• **Pointing records**:
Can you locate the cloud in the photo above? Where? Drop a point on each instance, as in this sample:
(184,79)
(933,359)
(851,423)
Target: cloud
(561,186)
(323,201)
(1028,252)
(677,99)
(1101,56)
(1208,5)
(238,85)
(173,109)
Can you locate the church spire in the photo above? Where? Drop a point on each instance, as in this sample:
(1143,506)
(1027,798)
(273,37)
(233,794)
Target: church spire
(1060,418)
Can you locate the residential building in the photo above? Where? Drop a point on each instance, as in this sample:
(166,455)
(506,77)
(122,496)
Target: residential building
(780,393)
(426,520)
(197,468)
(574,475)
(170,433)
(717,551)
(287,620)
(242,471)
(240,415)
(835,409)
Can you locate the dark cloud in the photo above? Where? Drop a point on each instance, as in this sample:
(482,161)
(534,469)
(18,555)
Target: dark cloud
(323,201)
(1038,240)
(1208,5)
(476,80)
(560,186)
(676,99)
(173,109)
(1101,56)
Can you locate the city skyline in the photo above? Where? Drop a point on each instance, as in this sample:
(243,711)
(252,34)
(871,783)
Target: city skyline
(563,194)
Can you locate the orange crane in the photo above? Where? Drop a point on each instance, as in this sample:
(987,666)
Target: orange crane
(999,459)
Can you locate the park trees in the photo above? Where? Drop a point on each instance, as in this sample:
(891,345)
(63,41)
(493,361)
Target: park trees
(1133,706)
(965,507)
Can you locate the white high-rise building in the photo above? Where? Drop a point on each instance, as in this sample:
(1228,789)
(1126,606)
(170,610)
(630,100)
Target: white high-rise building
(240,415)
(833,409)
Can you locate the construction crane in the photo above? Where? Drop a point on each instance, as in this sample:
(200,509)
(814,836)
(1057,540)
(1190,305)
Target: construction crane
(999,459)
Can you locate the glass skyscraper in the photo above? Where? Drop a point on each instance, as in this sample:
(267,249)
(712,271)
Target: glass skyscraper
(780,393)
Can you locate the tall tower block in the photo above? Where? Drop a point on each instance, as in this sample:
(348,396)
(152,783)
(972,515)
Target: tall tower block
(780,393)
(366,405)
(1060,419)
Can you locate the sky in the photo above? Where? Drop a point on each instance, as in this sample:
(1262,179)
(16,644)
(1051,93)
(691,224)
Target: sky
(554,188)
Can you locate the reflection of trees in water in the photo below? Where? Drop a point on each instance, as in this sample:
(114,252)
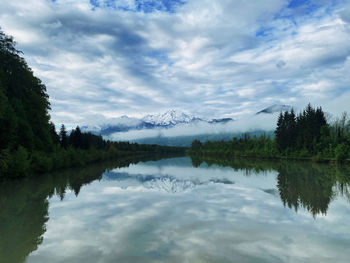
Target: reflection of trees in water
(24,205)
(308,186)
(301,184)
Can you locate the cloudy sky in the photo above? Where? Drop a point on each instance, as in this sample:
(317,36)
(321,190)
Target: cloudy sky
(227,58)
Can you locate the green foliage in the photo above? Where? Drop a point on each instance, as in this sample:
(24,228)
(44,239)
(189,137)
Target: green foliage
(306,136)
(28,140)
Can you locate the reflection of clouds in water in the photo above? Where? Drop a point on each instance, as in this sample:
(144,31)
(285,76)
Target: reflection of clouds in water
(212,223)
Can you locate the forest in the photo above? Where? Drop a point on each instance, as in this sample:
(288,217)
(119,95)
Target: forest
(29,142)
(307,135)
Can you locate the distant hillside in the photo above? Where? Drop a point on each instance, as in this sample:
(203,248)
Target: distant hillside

* * *

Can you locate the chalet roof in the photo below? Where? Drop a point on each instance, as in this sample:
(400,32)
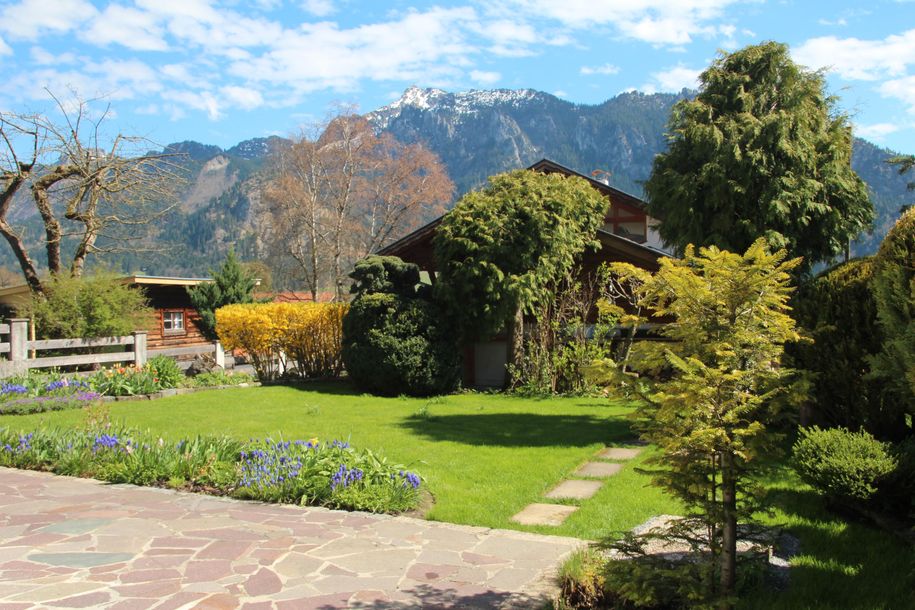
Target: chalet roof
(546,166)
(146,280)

• **Directive**:
Copy every line of the data above that contains the string "city", matching its case exactly.

• **Reply**:
Can you locate the city skyline in the photo above? Where? Drop a point on each instance, as in this sample:
Target: city skyline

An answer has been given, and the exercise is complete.